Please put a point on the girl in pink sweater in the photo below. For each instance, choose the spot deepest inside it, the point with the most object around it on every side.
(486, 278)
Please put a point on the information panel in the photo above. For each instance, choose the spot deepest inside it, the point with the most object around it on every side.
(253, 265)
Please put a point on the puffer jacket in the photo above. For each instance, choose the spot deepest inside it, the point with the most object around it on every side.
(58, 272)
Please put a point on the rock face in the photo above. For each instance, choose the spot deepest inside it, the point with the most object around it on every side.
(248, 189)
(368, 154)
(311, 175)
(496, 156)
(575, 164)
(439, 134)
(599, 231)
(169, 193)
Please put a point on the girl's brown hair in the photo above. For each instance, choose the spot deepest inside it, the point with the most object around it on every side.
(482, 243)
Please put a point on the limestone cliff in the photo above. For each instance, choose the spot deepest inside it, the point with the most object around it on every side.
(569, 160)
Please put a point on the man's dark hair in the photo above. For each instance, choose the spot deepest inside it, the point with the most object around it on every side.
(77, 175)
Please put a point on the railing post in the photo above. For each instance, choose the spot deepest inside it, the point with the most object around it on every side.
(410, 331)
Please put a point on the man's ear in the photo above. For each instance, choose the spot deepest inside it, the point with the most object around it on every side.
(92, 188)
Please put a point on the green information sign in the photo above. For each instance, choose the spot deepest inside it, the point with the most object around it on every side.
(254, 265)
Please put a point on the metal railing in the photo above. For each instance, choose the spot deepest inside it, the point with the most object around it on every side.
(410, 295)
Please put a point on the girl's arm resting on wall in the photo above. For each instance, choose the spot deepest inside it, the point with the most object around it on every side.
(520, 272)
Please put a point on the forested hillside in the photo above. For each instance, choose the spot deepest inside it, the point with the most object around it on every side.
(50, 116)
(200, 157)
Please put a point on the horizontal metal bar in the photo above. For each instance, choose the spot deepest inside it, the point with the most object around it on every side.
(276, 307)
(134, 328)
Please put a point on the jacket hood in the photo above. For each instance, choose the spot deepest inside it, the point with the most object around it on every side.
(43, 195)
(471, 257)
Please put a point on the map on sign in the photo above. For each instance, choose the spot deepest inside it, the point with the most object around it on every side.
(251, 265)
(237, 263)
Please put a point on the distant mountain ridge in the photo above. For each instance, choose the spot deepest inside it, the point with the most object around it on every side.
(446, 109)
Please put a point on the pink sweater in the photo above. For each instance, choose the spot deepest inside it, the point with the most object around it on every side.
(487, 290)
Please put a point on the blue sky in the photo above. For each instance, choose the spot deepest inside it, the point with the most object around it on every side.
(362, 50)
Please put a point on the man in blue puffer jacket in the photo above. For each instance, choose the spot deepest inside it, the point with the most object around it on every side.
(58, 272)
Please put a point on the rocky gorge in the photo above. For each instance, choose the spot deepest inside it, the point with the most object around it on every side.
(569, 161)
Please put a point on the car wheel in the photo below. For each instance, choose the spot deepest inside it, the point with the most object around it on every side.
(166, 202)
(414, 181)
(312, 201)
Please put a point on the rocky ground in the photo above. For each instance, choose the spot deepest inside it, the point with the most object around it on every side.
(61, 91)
_ _ _
Instructions for the task: An exact copy is needed of the lines from the one containing "Please put a point on the car" through the end of the records.

Completed task:
Please put a point on the car wheel in the photo below. For each instance, choose the spot deepest inside it, the point with the most object around it on every side.
(166, 202)
(414, 181)
(312, 201)
Please put a point on the rocky ground in the photo above. For each instance, choose the spot deepest inside it, the point with the most object around it on every side.
(61, 91)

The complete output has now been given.